> **Exercise task**
Write out the listing in full, matching it word for word.

> **Information provided**
*-*-*
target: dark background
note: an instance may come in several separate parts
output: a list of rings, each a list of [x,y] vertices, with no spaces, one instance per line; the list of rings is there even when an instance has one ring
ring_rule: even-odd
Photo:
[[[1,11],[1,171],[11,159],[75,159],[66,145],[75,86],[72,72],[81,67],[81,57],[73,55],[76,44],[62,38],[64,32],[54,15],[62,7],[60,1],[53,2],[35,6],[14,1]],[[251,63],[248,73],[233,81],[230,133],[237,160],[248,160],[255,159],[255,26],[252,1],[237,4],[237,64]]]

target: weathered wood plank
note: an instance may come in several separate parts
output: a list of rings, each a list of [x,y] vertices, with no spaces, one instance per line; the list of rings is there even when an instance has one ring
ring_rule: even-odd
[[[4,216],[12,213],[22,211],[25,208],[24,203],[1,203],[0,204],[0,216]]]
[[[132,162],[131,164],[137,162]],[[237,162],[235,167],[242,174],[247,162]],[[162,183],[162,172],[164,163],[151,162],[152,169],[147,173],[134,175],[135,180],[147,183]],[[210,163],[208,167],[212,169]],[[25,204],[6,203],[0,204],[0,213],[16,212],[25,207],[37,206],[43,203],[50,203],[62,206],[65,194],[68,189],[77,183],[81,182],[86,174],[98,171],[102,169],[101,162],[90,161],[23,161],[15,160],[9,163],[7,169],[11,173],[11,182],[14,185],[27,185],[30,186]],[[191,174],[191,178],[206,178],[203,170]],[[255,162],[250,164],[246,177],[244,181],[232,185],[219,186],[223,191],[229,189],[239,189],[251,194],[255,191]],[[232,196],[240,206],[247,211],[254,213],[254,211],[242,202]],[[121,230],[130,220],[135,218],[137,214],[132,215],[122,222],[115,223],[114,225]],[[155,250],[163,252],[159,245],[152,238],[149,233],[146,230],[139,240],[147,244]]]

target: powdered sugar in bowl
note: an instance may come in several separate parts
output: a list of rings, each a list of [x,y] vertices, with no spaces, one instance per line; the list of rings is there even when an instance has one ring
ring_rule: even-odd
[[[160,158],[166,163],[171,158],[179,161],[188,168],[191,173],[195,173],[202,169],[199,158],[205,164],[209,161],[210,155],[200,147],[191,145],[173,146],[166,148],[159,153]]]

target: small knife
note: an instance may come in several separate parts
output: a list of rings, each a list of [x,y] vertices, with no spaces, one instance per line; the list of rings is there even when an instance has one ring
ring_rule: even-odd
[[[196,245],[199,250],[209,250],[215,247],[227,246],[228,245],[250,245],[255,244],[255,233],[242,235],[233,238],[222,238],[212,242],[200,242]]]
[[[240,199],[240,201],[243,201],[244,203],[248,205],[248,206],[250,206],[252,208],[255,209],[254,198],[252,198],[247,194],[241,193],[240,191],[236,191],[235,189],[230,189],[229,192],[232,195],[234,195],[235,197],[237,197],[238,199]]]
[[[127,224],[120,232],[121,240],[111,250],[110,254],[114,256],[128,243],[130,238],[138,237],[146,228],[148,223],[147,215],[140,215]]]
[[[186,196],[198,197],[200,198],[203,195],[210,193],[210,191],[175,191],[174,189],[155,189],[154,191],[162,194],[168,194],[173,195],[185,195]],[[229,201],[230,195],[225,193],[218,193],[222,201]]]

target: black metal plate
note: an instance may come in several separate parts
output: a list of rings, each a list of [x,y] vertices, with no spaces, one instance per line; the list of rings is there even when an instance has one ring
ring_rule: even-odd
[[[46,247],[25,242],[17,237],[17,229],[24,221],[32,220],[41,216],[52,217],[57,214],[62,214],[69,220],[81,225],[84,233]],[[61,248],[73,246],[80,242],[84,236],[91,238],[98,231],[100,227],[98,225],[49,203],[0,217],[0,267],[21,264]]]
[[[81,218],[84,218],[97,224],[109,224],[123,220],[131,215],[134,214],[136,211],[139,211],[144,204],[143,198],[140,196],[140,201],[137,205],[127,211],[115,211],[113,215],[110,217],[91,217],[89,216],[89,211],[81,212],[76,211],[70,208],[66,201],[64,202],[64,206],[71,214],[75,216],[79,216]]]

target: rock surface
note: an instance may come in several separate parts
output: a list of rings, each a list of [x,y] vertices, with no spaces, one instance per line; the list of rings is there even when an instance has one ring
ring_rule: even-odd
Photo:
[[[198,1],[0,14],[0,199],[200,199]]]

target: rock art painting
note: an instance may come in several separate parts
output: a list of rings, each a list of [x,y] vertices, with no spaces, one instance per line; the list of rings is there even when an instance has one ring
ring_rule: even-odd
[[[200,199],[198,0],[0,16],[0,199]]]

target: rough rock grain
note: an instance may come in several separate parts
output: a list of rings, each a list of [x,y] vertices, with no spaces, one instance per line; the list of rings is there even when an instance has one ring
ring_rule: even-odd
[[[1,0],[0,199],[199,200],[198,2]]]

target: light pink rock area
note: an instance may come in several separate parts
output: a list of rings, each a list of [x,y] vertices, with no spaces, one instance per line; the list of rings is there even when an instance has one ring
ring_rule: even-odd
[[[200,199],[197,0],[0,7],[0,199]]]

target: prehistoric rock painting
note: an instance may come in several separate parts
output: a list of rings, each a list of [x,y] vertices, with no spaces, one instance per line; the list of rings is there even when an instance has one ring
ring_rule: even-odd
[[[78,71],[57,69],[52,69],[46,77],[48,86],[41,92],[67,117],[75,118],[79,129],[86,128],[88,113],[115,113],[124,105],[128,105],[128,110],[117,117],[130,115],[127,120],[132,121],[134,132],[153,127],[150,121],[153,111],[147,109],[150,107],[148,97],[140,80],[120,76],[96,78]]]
*-*-*
> **Task solution**
target: dark background
note: an instance may come in several separate parts
output: a list of rings, each a list of [x,y] vertices, with no spaces, one instance per line; the list of rings is there even when an instance has one ring
ring_rule: even-odd
Photo:
[[[1,11],[1,171],[11,159],[75,159],[66,145],[75,86],[72,72],[81,67],[81,57],[73,55],[76,44],[62,38],[64,32],[54,15],[62,7],[60,1],[53,2],[35,6],[14,1]],[[251,63],[248,73],[233,81],[230,133],[237,160],[248,160],[255,159],[255,26],[252,1],[237,4],[237,64]]]

target: weathered wood plank
note: an instance may come in several separate parts
output: a list of rings, each a list of [x,y] vertices, with no spaces, one instance per line; the list of rings is there even when an instance has one ring
ring_rule: even-odd
[[[4,216],[12,213],[22,211],[25,208],[24,203],[1,203],[0,204],[0,216]]]
[[[132,162],[131,164],[137,162]],[[237,162],[235,167],[242,174],[247,162]],[[162,183],[162,172],[164,163],[151,162],[152,169],[147,173],[134,175],[135,180],[147,183]],[[210,163],[208,167],[212,169]],[[25,204],[6,203],[0,204],[0,213],[16,212],[25,207],[37,206],[43,203],[50,203],[62,206],[65,194],[68,189],[77,183],[81,182],[86,174],[98,171],[102,169],[101,162],[90,161],[23,161],[15,160],[9,163],[7,169],[11,173],[11,182],[14,185],[27,185],[30,186]],[[191,174],[191,178],[206,178],[203,170]],[[255,162],[250,164],[246,177],[244,181],[232,185],[219,186],[223,191],[229,189],[239,189],[251,194],[255,191]],[[232,196],[240,206],[247,211],[254,213],[254,211],[242,202]],[[121,230],[130,220],[135,218],[137,214],[132,215],[122,222],[115,223],[114,225]],[[155,250],[163,252],[159,245],[152,238],[149,233],[146,230],[139,240],[147,244]]]

target: powdered sugar in bowl
note: an instance may come in several separate parts
output: a list of rings, each a list of [x,y] vertices, with no spaces, one instance per line; the list of rings is there even when an instance has one ring
ring_rule: even-odd
[[[160,158],[166,163],[171,158],[179,161],[188,168],[191,173],[195,173],[202,169],[199,158],[205,164],[209,161],[210,155],[200,147],[191,145],[173,146],[166,148],[159,153]]]

target: small knife
note: an instance may come in several separate parts
output: a list of rings, each a list of [x,y] vertices, with no spaces, one instance per line; the list of rings is there even when an instance has one ring
ring_rule: even-odd
[[[196,245],[199,250],[209,250],[215,247],[227,246],[228,245],[250,245],[255,244],[255,233],[242,235],[233,238],[222,238],[212,242],[200,242]]]
[[[240,199],[240,201],[243,201],[244,203],[248,205],[248,206],[250,206],[252,208],[255,209],[254,198],[252,198],[247,194],[241,193],[240,191],[236,191],[235,189],[230,189],[229,192],[232,195],[234,195],[235,197],[237,197],[238,199]]]
[[[127,224],[120,232],[121,240],[111,250],[110,254],[114,256],[128,243],[130,238],[138,237],[146,228],[148,223],[147,215],[140,215]]]
[[[186,196],[198,197],[200,198],[203,195],[210,193],[210,191],[175,191],[174,189],[155,189],[154,191],[162,194],[168,194],[173,195],[185,195]],[[229,201],[230,195],[225,193],[218,193],[222,201]]]

target: black metal plate
note: an instance may come in several separate parts
output: a list of rings, each a list of [x,y] vertices, with no spaces, one instance per line; the list of rings is there even when an instance has one ring
ring_rule: even-odd
[[[46,247],[25,242],[17,237],[17,229],[24,221],[32,220],[41,216],[52,217],[57,214],[62,214],[69,220],[81,225],[84,233]],[[61,248],[73,246],[80,242],[84,236],[91,238],[98,231],[100,227],[98,225],[49,203],[0,217],[0,267],[21,264]]]
[[[81,218],[84,218],[97,224],[109,224],[123,220],[131,215],[134,214],[136,211],[139,211],[144,204],[143,198],[140,196],[140,201],[137,205],[127,211],[115,211],[113,215],[110,217],[91,217],[89,216],[89,211],[81,212],[76,211],[70,208],[66,201],[64,202],[64,206],[71,214],[75,216],[79,216]]]

target: rock surface
note: an instance may come in several separate parts
output: a list of rings, each a list of [x,y] vertices, with no spaces, one instance per line; the list of rings is there even when an instance has one ring
ring_rule: even-odd
Photo:
[[[198,1],[0,14],[0,199],[200,199]]]

target: rock art painting
note: an instance may come in several separate parts
output: a list of rings, each a list of [x,y] vertices, with no spaces, one instance per line; the list of rings is there even when an instance has one ring
ring_rule: even-odd
[[[200,199],[198,0],[0,16],[0,199]]]

target: rough rock grain
note: an instance may come in several separate parts
output: a list of rings, each a list of [x,y] vertices, with no spaces, one instance per line; the list of rings is there even when an instance has one ring
ring_rule: even-odd
[[[1,0],[0,199],[199,200],[198,2]]]

target: light pink rock area
note: an instance may come in several separate parts
output: a list of rings, each a list of [x,y] vertices, with no spaces, one instance per line; the list of rings is there even when an instance has one ring
ring_rule: even-odd
[[[200,199],[197,0],[0,7],[0,199]]]

target: prehistoric rock painting
note: an instance may come in several separate parts
output: a list of rings, each a list of [x,y] vertices, with no spaces, one instance per line; the list of rings is there even when an instance has one ring
ring_rule: even-odd
[[[78,71],[57,69],[52,69],[46,77],[48,86],[41,92],[67,117],[75,118],[79,129],[86,128],[88,113],[115,113],[124,105],[128,105],[128,110],[117,117],[130,115],[127,120],[132,121],[134,132],[153,127],[150,121],[153,111],[147,109],[150,107],[148,97],[140,80],[120,76],[96,78]]]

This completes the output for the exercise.